> _Trecho do texto_:
■ ■ ■ ■ ■
Reinaldo Ferreira, in Flor de Lapela, poema”.
O tempo faz suas diabruras em quase quarenta anos.
Novamente os meninos do Centro de Instrução Militar, CIM, estão juntos. Relembram-se os quatro anos acadêmicos no Curso de Formação de Oficiais, CFO, na gloriosa Brigada Militar do Rio Grande.
Áureos tempos de pós-adolescência, mesmo que 64/67 tenham sido anos de tantas mudanças na história e no regime da pátria brasileira. Até se perdeu a serena voz da democracia construída a partir da Segunda Guerra Mundial e os estertores totalitários.
O espectro ditatorial voltara. Novamente a liberdade estava reduzida à boca pequena, aos cochichos dos que pagam o preço de sonhar Liberdade.
E lá estavam os cadetes a cavar trincheiras, a limpar suas armas e a antever casamatas. Afinal, este era o juramento: “Defender a Pátria até com o sacrifício da própria vida!”.
Os “paus pra toda a obra” também cavaram buracos, sentaram pedras, fizeram argamassa “a muque” para o alojamento “B” do prédio central do CIM, nas Bananeiras. Também para o Hospital da BM, que se construía no bairro Tristeza.
Marchávamos e cantávamos todas as manhãs de sol e chuvas. Lá que outras vozes, à socapa, nos fizeram chorar por entre os muros dos feriados e finais de semana.
Havia, insólita na lapela, a flor dos que amam, e por isso constroem o futuro com destemor.
Passou o tempo das gurias e das “zoeiras”, e foi impotente a “Flika” do cadete Nelson Ligório para registrar memórias fotográficas em cima do lance.
Amadurecemos – todos – depois de tantos novembros comemorativos, que é a primavera de se contar o tempo na velha Brigada do Rio Grande, nascida lá em 1837, na plenitude ansiosa do marco revolucionário farroupilha.
■ ■ ■ ■ ■
> _Suas tarefas_:
[a] Responda às perguntas abaixo com base no texto sobre os cadetes do CIM.
(i) Quantos anos acadêmicos durou o Curso de Formação de Oficiais?
(ii) Em que bairro se construía o Hospital da BM?
(iii) Em que ano nasceu a Brigada do Rio Grande?
[b] Continue o texto sobre os cadetes do CIM a partir da última frase apresentada.

> _Informações extraídas_:
■ ■ ■ ■ ■
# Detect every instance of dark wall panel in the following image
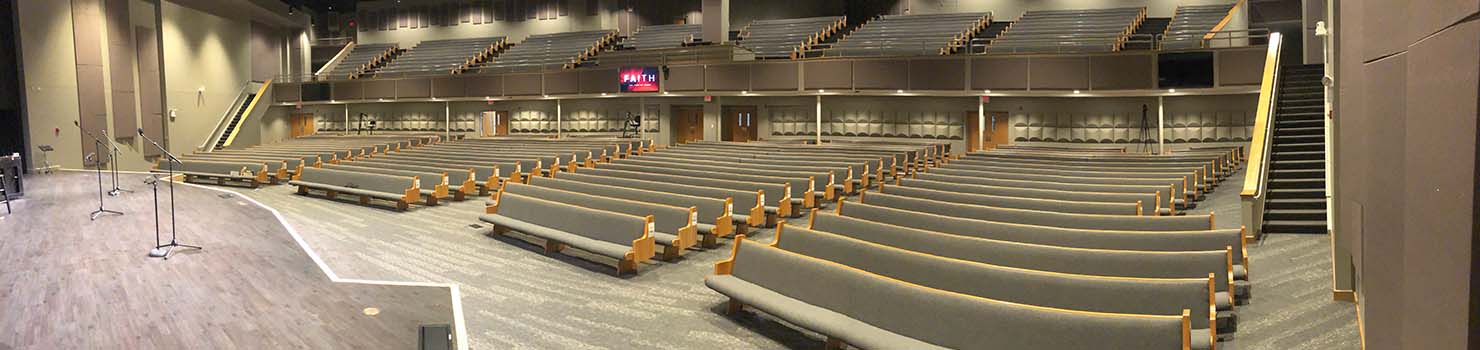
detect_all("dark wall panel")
[465,76,503,98]
[363,80,395,99]
[394,77,432,98]
[432,77,469,98]
[663,65,709,90]
[545,71,580,95]
[852,59,910,90]
[580,70,620,93]
[910,59,966,90]
[330,82,364,99]
[750,62,798,90]
[1217,49,1268,86]
[503,74,545,96]
[802,61,852,90]
[1391,19,1480,349]
[971,58,1029,90]
[1089,55,1156,90]
[704,64,750,90]
[1029,56,1089,90]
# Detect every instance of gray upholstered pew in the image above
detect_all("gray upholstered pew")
[556,169,776,229]
[503,179,699,260]
[876,184,1150,215]
[885,174,1171,215]
[595,163,815,217]
[324,162,449,206]
[530,172,743,248]
[152,160,268,188]
[835,203,1249,298]
[771,224,1218,349]
[478,182,657,276]
[704,236,1191,350]
[915,172,1184,214]
[611,157,845,201]
[858,193,1214,231]
[289,168,422,211]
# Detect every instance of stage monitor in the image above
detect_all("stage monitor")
[617,67,659,92]
[1156,52,1214,89]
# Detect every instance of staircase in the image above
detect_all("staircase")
[210,93,258,151]
[1264,65,1326,234]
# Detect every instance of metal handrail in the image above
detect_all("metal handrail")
[195,82,259,151]
[1239,33,1283,239]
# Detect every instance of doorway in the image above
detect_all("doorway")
[719,105,759,142]
[673,105,704,144]
[972,111,1012,150]
[289,113,318,138]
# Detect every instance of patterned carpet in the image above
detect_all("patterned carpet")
[238,164,1359,350]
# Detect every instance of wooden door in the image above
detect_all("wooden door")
[984,111,1012,150]
[719,105,759,142]
[289,113,318,138]
[673,105,704,144]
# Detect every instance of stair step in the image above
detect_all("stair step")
[1271,151,1326,162]
[1264,219,1326,234]
[1270,176,1326,190]
[1270,169,1326,178]
[1264,199,1326,211]
[1274,126,1326,136]
[1264,209,1326,219]
[1274,142,1326,153]
[1270,160,1326,171]
[1268,188,1326,199]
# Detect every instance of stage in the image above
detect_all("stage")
[0,171,457,349]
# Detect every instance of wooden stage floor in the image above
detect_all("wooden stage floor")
[0,172,454,349]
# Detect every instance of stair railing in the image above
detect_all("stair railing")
[1239,33,1285,239]
[195,82,259,153]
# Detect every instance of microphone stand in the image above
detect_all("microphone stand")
[73,122,123,221]
[99,131,133,197]
[139,129,206,260]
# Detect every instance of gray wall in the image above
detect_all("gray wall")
[1332,0,1480,349]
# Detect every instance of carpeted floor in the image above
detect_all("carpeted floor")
[238,164,1359,350]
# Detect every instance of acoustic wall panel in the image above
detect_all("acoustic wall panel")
[392,77,432,98]
[133,25,163,157]
[543,71,580,95]
[750,62,799,90]
[704,64,750,90]
[1029,56,1089,90]
[580,70,617,93]
[663,65,709,90]
[432,77,468,98]
[503,73,545,96]
[909,58,966,90]
[1089,55,1156,90]
[971,58,1029,90]
[104,0,139,139]
[802,59,852,90]
[852,59,910,90]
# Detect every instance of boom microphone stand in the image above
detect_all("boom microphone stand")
[139,129,206,260]
[73,120,123,219]
[99,131,133,196]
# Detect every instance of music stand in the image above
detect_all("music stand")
[139,129,206,260]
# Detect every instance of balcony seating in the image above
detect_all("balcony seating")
[739,16,847,58]
[824,12,992,56]
[1162,3,1234,50]
[987,7,1146,53]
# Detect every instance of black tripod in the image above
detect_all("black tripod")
[73,122,123,219]
[99,131,133,196]
[139,129,206,260]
■ ■ ■ ■ ■
> _Respostas às tarefas_:
[a]
(i) Quatro anos.
(ii) No bairro Tristeza.
(iii) Em 1837.

[b]
A irreversibilidade da passagem do tempo encaneceu Pátria e suas cantilenas memoriais.
Na América Latina, onde a regra política usual é o golpe, e é exceção a plenitude democrática, vive-se os percalços políticos de uma nação que reaprendeu a andar por si mesma a partir da Constituição-Cidadã de 1988.
Tudo de novo, recomeçado. E se paga o preço do aprimoramento assistindo à carnificina dos partidos políticos, o levantamento dos tapetes da corrupção institucional e uma imensa sensação de impunidade do Oiapoque ao Chuí. O Povo vota de braços cruzados em 2006.
Os moços de 64 estão aqui novamente, brindando a tentativa de resgate dos tempos transcorridos.
Já não somos os “bons de bola” e também não conseguimos trocar o nome do Padre Vieira e o seu "Sermão da Sexagésima", com a Professora Julieta Longo choramingando aos nossos moucos ouvidos.
Tampouco a Canção Olímpica da Brigada, criação imortal do colega José Hilário Retamozo e o aporte musical do Capitão Zaqueu Barbosa da Silva.
A foniatria dolorosa dos tempos abafou a voz de Dinah Néri Pereira, que deve estar no andar de cima, a organizar o Orfeão Celestial, classificando naipes vocais e regionalizando São Pedro para o Rio Grande de Deus.
Partiram para a outra margem alguns cavaleiros e infantes. Parece mentira o estrago que o decurso do tempo traz. Já são seis os colegas que transpuseram de margem a margem o Rio Profundo.
Tentamos, a duros entreveros, que o Tempo nos aprimore para as comemorações dos 40 anos de formatura, de declaração ao aspirantado.
Luta-se – sempre – com o ferrete das horas, dias e anos. É célere a caminhada dos vivos. A curva ontogenética faz o seu traçado de penas e risos. Neste rolar dos dias polimos a pedra bruta.
Que se possa continuar tomando vinho e cerveja, esquecendo as restrições médicas referentes aos sexagenários, enquanto degustamos o churrasco das memórias e um naco de palavrório.
Para quem ainda pode cantar, é bom relembrar, nesta hora, que Geraldo Vandré está vivo em sua bonomia, excluindo-se – amorosamente – o tema original denunciador de Pátria e falsa mudança: “Quem sabe faz a hora, não espera acontecer”.
Este é ainda o sonho dos Cavaleiros, quixotescos bastiões de 1964. Alquebrados, mas muito vivos no memorialismo: estarmos juntos em novembro de 2007, para regurgitar os anos e lavar a alma.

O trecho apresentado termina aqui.